An exact copy of all entries is required.

*** Opening of Information shown ***

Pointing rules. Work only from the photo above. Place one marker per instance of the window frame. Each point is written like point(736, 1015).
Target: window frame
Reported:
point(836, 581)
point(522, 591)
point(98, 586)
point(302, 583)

*** Close of Information shown ***

Solution to this problem →
Pointing rules. Work only from the photo above. Place one marker per instance of the window frame. Each point is written like point(736, 1015).
Target: window frame
Reported:
point(836, 581)
point(522, 591)
point(98, 586)
point(302, 583)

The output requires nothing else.